Source data:
>>

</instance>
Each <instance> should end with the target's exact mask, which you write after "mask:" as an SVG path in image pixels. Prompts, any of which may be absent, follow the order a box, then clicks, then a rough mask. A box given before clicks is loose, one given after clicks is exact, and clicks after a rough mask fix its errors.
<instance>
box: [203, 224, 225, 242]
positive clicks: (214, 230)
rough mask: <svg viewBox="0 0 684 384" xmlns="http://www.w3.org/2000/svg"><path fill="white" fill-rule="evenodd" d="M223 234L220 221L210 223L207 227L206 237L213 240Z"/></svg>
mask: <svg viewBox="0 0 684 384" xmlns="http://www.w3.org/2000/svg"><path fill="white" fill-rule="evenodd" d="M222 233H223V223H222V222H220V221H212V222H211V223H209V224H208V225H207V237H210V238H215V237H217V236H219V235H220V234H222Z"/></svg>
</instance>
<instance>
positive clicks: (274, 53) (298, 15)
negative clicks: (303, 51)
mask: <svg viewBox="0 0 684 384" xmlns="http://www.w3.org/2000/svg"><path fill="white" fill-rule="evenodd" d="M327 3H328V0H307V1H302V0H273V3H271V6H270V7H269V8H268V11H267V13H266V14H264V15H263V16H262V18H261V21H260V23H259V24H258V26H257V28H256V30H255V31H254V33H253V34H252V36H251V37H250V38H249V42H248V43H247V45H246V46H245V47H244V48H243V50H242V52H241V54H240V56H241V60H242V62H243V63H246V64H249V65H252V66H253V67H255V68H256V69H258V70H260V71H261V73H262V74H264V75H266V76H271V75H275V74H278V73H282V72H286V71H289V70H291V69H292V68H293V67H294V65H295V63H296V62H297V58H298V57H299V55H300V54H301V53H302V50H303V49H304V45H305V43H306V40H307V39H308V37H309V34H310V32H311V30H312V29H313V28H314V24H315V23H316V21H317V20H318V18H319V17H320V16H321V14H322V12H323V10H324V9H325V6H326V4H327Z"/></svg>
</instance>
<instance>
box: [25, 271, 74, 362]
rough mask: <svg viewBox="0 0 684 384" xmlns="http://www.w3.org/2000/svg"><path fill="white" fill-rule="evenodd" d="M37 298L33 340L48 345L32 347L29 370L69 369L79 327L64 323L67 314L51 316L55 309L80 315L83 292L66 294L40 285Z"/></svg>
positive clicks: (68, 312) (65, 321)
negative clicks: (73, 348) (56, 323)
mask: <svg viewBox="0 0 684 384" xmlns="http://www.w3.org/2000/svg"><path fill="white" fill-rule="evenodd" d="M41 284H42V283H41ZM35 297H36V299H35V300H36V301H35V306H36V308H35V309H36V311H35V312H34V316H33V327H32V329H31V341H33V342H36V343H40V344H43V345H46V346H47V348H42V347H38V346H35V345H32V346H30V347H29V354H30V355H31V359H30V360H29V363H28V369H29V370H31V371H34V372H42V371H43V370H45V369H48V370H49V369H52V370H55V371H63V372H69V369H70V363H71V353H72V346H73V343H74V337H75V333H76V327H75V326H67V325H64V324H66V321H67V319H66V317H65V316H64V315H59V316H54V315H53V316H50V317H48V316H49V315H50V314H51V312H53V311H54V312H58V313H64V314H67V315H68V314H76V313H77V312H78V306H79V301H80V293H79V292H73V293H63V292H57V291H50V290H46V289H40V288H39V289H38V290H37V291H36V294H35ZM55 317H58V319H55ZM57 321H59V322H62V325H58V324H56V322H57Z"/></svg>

<<

▶ _Description of the task_
Each line above with the string "positive" should be reported in full.

▶ _Answer space_
positive clicks: (214, 230)
positive clicks: (274, 53) (298, 15)
positive clicks: (68, 312) (65, 321)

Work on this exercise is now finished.